Revise the lines below so that every occurrence of "keypoint" becomes "marker", leaving all other text unchanged.

-- start --

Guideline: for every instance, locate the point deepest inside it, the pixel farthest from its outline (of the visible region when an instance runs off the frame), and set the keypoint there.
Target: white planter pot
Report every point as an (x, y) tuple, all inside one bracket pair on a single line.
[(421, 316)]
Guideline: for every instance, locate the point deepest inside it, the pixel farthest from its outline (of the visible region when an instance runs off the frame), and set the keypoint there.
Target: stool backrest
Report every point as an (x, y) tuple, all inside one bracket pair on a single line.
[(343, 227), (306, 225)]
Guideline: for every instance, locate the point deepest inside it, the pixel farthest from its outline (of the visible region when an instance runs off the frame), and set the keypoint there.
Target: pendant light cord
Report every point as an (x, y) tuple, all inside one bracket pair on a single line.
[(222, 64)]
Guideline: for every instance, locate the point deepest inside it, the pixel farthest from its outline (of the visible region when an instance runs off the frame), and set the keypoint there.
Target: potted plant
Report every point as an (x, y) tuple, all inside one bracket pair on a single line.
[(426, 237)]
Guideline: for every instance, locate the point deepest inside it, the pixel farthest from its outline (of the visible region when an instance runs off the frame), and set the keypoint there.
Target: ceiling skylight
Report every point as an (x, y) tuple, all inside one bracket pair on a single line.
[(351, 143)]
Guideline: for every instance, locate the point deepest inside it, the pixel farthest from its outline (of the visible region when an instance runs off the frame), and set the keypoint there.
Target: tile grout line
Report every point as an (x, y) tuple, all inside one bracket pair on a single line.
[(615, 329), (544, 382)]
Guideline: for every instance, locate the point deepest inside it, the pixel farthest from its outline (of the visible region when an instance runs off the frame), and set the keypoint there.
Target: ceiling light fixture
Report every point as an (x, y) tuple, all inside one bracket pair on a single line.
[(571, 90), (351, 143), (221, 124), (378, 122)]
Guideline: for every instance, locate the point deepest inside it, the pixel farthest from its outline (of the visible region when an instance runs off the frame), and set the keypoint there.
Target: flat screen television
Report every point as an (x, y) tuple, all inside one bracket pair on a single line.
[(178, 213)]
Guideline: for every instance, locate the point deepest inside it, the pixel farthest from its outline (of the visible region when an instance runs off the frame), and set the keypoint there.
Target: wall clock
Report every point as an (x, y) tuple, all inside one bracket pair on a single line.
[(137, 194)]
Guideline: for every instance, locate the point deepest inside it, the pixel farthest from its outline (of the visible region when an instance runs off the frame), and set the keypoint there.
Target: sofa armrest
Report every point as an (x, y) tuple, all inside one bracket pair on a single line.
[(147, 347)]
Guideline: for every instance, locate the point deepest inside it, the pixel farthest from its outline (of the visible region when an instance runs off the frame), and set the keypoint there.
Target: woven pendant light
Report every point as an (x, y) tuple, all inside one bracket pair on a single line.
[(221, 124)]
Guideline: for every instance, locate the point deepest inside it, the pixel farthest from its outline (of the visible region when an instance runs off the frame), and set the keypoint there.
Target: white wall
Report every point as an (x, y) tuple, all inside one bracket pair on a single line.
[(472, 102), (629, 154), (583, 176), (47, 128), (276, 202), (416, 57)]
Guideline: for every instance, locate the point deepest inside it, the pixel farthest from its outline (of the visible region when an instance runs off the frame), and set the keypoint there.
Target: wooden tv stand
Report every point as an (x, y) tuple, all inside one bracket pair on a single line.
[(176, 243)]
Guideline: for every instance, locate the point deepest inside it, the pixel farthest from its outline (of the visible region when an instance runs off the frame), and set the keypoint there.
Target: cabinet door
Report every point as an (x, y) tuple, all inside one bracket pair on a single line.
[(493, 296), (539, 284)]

-- end --

> _Correct answer_
Guideline: for every instance, locate the point deepest inside it, the pixel farthest from its outline (of the visible region when an instance runs off the frame), and set the marker there.
Target: white planter pot
Report every point as an (x, y) tuple, all inside one bracket pair on a single line.
[(421, 316)]
Guideline: for every instance, locate the point deepest inside it, the pixel farthest from its outline (of the visible region when an instance runs off the frame), and set the marker there.
Target: stool backrest
Report every point as an (x, y) tuple, all inside one bracket pair on a single line.
[(343, 227), (306, 225)]
Guideline: for every instance, locate the point deepest inside it, the pixel farthest from its outline (of the visible region when an instance runs off the frame), and set the marker there.
Target: pendant light cord
Report every point as an (x, y) tuple, all inside one bracket pair on a single line.
[(222, 64)]
Guideline: for every instance, locate the point deepest inside it, the pixel farthest from its outline (of the visible region when an instance runs off the frame), and set the marker there.
Target: potted plant
Report every point as an (x, y) tuple, all inside one bracket pair on a single line.
[(426, 237)]
Guideline: for every instance, locate the point deepest inside it, the pixel farthest from its outline (of the visible region when an instance runs off the frame), and set the marker there.
Target: ceiling skylight
Report every point as an (x, y) tuple, all inside one bracket pair on a single line.
[(351, 143)]
Guideline: for every instance, locate the point deepest inside it, the pixel farthest from its outline (of the visible region when an instance runs off the frame), and set the marker there.
Target: tile grout line
Report every point as an (x, y) tuple, all inside one bracket pair on a single line.
[(615, 329), (544, 382)]
Guideline: for every instance, locate the point deepest inside it, the pixel farthest from its outline (of the visible region when an instance runs off the frame), and set the marker there.
Target: ceiling light fixture
Report every point as an (x, y) tuple, all inside one bracket pair on a single line.
[(571, 90), (351, 143), (221, 124), (378, 122)]
Guideline: for every instance, locate the point deepest inside it, the pixel farthest from its outline (of the visible region when an instance runs off the frame), and set the marker there.
Target: flat screen television
Report every point as an (x, y) tuple, all inside one bracket pair on a single line.
[(178, 213)]
Guideline: for every instance, locate the point deepest inside it, the pixel farthest from its outline (of the visible region when an instance runs off the frame), and set the marker there.
Target: wall clock
Report every point as an (x, y) tuple, all inside one bracket pair on a single line.
[(137, 194)]
Guideline: for every instance, locate the point deepest inside it, the pixel farthest from its outline (of the visible region when an instance runs off the frame), and set the marker there.
Target: sofa armrest
Report every point as an (x, y) tuple, all inside one bracket pair on a single line.
[(147, 347)]
Guideline: for every instance, locate the point deepest inside it, the pixel farthest from its outline (of the visible region when an instance runs off the frame), and set the marker there.
Target: woven pendant light
Report every point as an (x, y) tuple, all inside one bracket pair on a single line.
[(221, 124)]
Guideline: for every instance, locate the point deepest inside it, the pixel farthest from its outline (of the visible region when an instance runs off the frame), and set the marker there.
Target: white wall
Report every point as an (x, y) tuple, all inside one bracket pair on a single line.
[(472, 102), (629, 154), (583, 176), (47, 128), (276, 202), (416, 57)]
Guideline: for every instance, locate the point deepest inside it, the pixel farthest from its outline (of the visible region when an instance runs off the frame), and set the marker there.
Target: wooden tv stand
Report every point as an (x, y) tuple, all inside one bracket pair on a single line.
[(176, 243)]
Guideline: for every instance, locate the point deepest inside it, the pixel farthest from its outline (of the visible region when an instance runs off the frame), and set the marker there.
Target: cabinet door
Report every point as an (x, y) tuple, all inside one bracket pair on a single line.
[(493, 296), (539, 284)]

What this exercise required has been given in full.